◆ **Exercise prompt**: Reproduce everything from the line containing "Draw the outline of every instance of the diver" down to the end of the rows, both ends included. Keep all wording intact, but shift every coordinate in the outline paths by adding 74.

◆ **Available records**:
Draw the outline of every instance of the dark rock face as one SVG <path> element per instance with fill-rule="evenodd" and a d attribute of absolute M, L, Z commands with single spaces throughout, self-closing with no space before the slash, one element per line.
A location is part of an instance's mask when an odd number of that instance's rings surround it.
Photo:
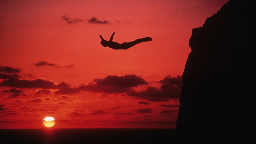
<path fill-rule="evenodd" d="M 242 144 L 254 133 L 254 2 L 230 0 L 193 30 L 177 122 L 180 139 Z"/>

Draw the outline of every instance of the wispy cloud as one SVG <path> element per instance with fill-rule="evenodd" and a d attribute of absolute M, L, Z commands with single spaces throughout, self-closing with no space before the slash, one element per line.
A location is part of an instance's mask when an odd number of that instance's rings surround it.
<path fill-rule="evenodd" d="M 82 22 L 84 21 L 84 20 L 79 18 L 70 18 L 66 16 L 64 16 L 62 17 L 63 20 L 66 22 L 68 24 L 74 24 L 79 22 Z"/>
<path fill-rule="evenodd" d="M 35 66 L 37 68 L 40 68 L 40 67 L 42 67 L 42 66 L 50 66 L 50 67 L 55 67 L 56 68 L 72 68 L 74 66 L 74 64 L 56 64 L 54 63 L 48 62 L 46 60 L 40 61 L 34 64 L 34 66 Z"/>
<path fill-rule="evenodd" d="M 102 21 L 98 20 L 96 18 L 92 17 L 92 18 L 87 20 L 88 23 L 92 24 L 110 24 L 110 22 L 108 20 Z"/>

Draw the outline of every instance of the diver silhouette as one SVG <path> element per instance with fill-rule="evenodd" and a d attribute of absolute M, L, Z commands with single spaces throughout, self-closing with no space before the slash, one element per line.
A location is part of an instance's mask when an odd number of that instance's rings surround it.
<path fill-rule="evenodd" d="M 122 44 L 120 44 L 118 42 L 113 42 L 113 38 L 114 38 L 114 34 L 116 34 L 116 32 L 113 33 L 113 34 L 112 34 L 112 36 L 111 36 L 109 42 L 104 40 L 103 37 L 100 35 L 100 38 L 102 38 L 102 42 L 100 42 L 100 44 L 102 44 L 102 45 L 104 47 L 108 46 L 109 48 L 115 50 L 126 50 L 127 49 L 130 48 L 135 45 L 140 44 L 142 42 L 150 41 L 152 42 L 152 38 L 146 37 L 144 38 L 138 39 L 132 42 L 124 42 Z"/>

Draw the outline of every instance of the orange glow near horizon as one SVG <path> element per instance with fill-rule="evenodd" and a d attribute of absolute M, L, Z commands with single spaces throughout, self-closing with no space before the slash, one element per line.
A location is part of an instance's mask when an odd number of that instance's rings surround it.
<path fill-rule="evenodd" d="M 44 119 L 44 125 L 46 128 L 52 128 L 55 125 L 55 119 L 52 117 L 46 117 Z"/>

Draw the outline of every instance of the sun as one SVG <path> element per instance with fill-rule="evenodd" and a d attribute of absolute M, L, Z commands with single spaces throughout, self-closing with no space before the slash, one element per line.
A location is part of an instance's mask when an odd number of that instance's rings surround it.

◆ **Output for this exercise**:
Draw the outline of every instance of the diver silhouette as one SVG <path> element per instance with fill-rule="evenodd" and a d attribute of absolute M, L, Z commands with single spaces throughout, self-closing with no space before the slash, one element per line.
A location is part of an instance's mask when an odd number of that instance's rings surround it.
<path fill-rule="evenodd" d="M 196 118 L 194 118 L 192 116 L 187 116 L 187 112 L 188 112 L 188 108 L 190 108 L 190 106 L 187 107 L 187 108 L 186 108 L 186 110 L 185 110 L 183 116 L 178 114 L 177 111 L 174 109 L 174 112 L 176 112 L 176 116 L 174 116 L 174 118 L 176 118 L 176 119 L 178 121 L 182 120 L 183 122 L 189 124 L 200 124 L 201 123 L 204 122 L 209 119 L 214 118 L 216 116 L 224 115 L 226 116 L 226 112 L 220 111 L 218 112 L 212 113 L 206 116 L 198 116 Z"/>

Draw the outline of every instance of the orange glow near horizon as one SVG <path> element per instance with fill-rule="evenodd" and a d attribute of absolute M, L, Z commands with single spaces throughout, self-closing with no space before the slash, one element per line.
A location is part of an instance's mask when an odd number of that instance's rings surround it.
<path fill-rule="evenodd" d="M 118 193 L 118 199 L 120 202 L 126 202 L 129 199 L 129 193 L 126 191 L 120 191 Z"/>

Draw the outline of every instance of the sun as one SVG <path> element per instance with fill-rule="evenodd" and a d attribute of absolute M, L, Z commands with single spaces throughout, self-closing with no space before the slash, one element per line.
A location is part of an instance's mask when an odd number of that instance's rings surround it.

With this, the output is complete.